• [DIRECTIONS]
Give as output the line that contains "of the fence", followed by every remaining line of the entries, unchanged and with nothing added.

• [PROVIDED DATA]
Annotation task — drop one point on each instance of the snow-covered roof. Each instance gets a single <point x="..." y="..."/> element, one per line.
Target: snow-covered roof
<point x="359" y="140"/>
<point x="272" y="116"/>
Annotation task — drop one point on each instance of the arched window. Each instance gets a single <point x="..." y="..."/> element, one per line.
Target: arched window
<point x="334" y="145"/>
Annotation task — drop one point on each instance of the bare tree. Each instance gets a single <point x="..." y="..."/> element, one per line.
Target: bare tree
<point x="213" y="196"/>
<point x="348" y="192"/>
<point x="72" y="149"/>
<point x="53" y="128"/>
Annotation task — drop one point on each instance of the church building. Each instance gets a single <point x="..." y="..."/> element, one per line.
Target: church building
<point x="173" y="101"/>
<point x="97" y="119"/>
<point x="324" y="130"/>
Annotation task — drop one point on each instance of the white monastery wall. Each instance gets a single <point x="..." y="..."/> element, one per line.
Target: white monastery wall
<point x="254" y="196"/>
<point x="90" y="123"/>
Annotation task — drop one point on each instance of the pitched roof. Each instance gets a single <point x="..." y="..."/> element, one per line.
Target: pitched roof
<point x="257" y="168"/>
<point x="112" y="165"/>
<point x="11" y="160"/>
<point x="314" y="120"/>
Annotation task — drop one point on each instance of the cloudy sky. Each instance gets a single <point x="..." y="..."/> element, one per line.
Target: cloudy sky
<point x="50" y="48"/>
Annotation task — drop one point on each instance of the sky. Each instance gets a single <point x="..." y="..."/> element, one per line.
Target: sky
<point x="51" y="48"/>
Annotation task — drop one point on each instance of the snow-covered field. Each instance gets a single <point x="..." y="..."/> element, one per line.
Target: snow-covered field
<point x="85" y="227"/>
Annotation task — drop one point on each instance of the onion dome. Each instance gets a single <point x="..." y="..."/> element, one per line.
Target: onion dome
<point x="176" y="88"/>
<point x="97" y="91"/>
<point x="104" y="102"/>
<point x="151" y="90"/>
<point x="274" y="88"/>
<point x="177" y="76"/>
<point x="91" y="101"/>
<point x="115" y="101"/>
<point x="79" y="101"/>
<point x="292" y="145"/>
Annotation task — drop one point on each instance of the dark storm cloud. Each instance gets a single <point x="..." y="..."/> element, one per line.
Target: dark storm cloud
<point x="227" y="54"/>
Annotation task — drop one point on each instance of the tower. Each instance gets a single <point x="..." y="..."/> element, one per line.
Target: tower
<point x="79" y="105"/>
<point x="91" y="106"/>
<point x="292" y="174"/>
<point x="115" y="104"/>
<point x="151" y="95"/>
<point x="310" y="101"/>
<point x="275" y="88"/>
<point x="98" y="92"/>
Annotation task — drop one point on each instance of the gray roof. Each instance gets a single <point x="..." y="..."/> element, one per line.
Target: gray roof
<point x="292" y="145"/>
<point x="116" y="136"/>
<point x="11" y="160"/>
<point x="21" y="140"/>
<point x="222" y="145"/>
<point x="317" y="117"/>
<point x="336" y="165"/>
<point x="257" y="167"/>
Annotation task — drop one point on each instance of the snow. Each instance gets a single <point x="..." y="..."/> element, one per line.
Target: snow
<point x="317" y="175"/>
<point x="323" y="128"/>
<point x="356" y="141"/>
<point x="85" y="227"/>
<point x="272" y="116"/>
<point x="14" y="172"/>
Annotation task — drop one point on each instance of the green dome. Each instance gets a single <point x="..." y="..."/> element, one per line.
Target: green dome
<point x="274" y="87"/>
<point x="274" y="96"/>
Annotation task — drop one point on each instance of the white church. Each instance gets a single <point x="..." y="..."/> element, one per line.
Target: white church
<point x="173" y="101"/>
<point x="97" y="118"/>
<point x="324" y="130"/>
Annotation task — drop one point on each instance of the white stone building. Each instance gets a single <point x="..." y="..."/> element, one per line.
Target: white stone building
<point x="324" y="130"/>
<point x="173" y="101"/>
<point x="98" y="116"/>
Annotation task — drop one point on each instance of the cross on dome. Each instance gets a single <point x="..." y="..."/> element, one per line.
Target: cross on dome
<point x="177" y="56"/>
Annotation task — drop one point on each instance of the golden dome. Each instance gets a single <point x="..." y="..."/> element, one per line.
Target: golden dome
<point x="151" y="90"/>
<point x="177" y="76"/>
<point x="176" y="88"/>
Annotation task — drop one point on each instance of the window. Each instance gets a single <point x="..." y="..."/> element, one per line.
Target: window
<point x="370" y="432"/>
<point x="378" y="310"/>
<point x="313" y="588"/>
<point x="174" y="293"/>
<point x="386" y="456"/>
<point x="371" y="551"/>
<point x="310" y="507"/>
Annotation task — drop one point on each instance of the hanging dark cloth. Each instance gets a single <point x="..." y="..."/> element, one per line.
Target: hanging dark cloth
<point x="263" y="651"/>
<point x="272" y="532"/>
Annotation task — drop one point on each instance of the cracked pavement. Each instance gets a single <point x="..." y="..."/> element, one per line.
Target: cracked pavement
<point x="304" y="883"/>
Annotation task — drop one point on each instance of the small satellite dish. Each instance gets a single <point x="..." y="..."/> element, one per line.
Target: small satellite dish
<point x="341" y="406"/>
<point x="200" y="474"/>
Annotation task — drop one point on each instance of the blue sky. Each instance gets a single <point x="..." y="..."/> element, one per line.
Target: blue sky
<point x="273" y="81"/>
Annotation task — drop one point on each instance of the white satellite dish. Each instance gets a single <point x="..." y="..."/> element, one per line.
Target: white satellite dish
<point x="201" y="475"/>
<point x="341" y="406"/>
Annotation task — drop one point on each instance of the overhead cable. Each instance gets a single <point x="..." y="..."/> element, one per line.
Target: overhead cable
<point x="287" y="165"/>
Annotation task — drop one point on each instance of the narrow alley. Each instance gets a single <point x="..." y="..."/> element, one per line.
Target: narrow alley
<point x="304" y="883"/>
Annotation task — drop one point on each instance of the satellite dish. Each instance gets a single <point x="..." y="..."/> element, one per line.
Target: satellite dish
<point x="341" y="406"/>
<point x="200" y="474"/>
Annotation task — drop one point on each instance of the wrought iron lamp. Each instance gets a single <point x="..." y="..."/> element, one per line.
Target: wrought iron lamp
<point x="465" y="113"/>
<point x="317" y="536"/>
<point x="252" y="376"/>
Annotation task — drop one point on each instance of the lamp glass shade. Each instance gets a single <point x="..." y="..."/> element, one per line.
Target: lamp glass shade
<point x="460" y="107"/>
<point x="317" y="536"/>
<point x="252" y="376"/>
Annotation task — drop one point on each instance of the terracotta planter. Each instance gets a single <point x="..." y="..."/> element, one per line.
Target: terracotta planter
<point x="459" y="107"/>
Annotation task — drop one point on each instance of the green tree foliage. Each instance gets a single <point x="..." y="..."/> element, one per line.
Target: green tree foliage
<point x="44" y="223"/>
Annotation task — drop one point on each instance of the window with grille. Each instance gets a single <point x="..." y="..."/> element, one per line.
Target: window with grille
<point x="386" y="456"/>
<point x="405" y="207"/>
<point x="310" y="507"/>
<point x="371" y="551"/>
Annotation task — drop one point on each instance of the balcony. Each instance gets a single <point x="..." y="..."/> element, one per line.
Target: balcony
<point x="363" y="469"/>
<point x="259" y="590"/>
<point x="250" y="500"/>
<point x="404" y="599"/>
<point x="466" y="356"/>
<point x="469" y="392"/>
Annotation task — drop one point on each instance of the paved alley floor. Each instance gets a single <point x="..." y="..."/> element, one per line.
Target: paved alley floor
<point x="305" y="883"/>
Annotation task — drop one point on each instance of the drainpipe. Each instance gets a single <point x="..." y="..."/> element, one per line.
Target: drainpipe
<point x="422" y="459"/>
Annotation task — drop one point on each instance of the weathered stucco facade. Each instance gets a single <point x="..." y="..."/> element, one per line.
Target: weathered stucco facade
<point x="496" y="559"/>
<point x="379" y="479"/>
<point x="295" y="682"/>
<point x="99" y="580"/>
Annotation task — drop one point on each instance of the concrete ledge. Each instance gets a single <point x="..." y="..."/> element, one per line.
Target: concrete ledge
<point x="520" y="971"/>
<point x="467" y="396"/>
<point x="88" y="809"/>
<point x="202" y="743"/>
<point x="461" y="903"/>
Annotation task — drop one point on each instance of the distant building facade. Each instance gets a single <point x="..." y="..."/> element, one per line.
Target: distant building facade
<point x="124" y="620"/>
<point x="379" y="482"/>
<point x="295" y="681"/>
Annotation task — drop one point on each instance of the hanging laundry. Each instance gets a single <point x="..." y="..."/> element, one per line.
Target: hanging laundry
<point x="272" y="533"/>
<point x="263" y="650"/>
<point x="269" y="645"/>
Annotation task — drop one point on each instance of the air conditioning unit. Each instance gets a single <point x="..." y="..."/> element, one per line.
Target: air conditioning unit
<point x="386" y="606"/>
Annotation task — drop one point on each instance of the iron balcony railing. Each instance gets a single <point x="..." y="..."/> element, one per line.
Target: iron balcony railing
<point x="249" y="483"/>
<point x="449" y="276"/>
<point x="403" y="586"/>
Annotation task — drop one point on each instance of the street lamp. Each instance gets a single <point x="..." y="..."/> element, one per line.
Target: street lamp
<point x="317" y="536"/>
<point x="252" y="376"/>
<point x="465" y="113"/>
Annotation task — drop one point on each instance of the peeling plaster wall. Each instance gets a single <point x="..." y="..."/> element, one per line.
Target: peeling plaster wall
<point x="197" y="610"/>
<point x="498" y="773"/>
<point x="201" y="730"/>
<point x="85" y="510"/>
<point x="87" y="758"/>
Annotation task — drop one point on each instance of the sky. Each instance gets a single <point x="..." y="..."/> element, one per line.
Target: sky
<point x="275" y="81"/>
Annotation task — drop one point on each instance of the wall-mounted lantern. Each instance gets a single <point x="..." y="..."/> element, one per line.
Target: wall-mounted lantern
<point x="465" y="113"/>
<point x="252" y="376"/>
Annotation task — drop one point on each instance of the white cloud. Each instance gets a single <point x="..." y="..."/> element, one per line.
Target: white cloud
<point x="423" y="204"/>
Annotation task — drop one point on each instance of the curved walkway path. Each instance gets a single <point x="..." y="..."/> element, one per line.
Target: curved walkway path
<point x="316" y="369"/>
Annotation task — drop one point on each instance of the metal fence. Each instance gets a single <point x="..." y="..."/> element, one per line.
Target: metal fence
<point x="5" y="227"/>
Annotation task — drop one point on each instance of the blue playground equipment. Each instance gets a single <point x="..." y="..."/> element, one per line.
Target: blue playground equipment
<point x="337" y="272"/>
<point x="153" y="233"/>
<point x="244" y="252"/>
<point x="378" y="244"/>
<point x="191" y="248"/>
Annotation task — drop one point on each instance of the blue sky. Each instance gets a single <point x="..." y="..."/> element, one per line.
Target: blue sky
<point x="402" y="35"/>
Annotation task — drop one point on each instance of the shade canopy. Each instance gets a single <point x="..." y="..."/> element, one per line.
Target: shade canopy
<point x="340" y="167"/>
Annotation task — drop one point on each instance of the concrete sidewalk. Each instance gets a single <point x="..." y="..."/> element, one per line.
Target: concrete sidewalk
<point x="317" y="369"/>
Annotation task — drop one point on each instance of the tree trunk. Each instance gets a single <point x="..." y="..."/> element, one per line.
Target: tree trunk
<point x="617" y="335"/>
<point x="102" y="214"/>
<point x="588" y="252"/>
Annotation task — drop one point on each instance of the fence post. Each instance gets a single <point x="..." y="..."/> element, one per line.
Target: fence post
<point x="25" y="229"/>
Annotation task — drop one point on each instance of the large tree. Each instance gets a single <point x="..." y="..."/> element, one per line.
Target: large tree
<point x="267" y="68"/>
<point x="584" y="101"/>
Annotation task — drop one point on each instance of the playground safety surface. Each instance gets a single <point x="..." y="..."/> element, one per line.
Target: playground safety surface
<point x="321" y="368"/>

• [IN RESPONSE]
Annotation task — drop one point on each instance of the fence post. Each instance gets a single <point x="..." y="..."/> element, one per line.
Target: fence post
<point x="25" y="229"/>
Annotation task — drop one point on each instance of the large tree. Each instance gets a single <point x="..." y="..."/> element, one per line.
Target: large tree
<point x="267" y="68"/>
<point x="584" y="101"/>
Annotation task — drop one point on each instance of the playground safety surface. Each instance gets a single <point x="..." y="..."/> element, one per line.
Target: playground safety surface
<point x="321" y="368"/>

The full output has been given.